#### [Problem statement]
Change "fish body" to "fish" in the lines running from the line that contains "where the wet" through the end of the items, both ends included. Give back only those lines, with everything else left as it is.

· · · ·

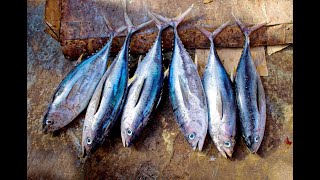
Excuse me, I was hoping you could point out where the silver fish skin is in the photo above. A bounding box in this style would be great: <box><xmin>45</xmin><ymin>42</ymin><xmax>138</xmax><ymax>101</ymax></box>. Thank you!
<box><xmin>235</xmin><ymin>18</ymin><xmax>266</xmax><ymax>153</ymax></box>
<box><xmin>42</xmin><ymin>26</ymin><xmax>126</xmax><ymax>133</ymax></box>
<box><xmin>121</xmin><ymin>14</ymin><xmax>168</xmax><ymax>147</ymax></box>
<box><xmin>199</xmin><ymin>22</ymin><xmax>237</xmax><ymax>158</ymax></box>
<box><xmin>154</xmin><ymin>5</ymin><xmax>208</xmax><ymax>151</ymax></box>
<box><xmin>81</xmin><ymin>13</ymin><xmax>151</xmax><ymax>158</ymax></box>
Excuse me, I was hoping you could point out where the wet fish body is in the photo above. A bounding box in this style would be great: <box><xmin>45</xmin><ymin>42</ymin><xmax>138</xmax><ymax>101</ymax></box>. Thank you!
<box><xmin>43</xmin><ymin>27</ymin><xmax>124</xmax><ymax>133</ymax></box>
<box><xmin>154</xmin><ymin>6</ymin><xmax>208</xmax><ymax>151</ymax></box>
<box><xmin>235</xmin><ymin>18</ymin><xmax>266</xmax><ymax>153</ymax></box>
<box><xmin>121</xmin><ymin>14</ymin><xmax>167</xmax><ymax>147</ymax></box>
<box><xmin>82</xmin><ymin>13</ymin><xmax>150</xmax><ymax>157</ymax></box>
<box><xmin>200</xmin><ymin>22</ymin><xmax>237</xmax><ymax>158</ymax></box>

· · · ·

#### [Finished answer]
Excuse me, I was hoping you could point out where the wet fish is in the photo above. A bounding box in this style would be great: <box><xmin>45</xmin><ymin>42</ymin><xmax>138</xmax><ymax>101</ymax></box>. Thank you!
<box><xmin>43</xmin><ymin>27</ymin><xmax>124</xmax><ymax>133</ymax></box>
<box><xmin>154</xmin><ymin>6</ymin><xmax>208</xmax><ymax>151</ymax></box>
<box><xmin>235</xmin><ymin>18</ymin><xmax>266</xmax><ymax>153</ymax></box>
<box><xmin>121</xmin><ymin>14</ymin><xmax>167</xmax><ymax>147</ymax></box>
<box><xmin>82</xmin><ymin>13</ymin><xmax>150</xmax><ymax>157</ymax></box>
<box><xmin>200</xmin><ymin>22</ymin><xmax>237</xmax><ymax>158</ymax></box>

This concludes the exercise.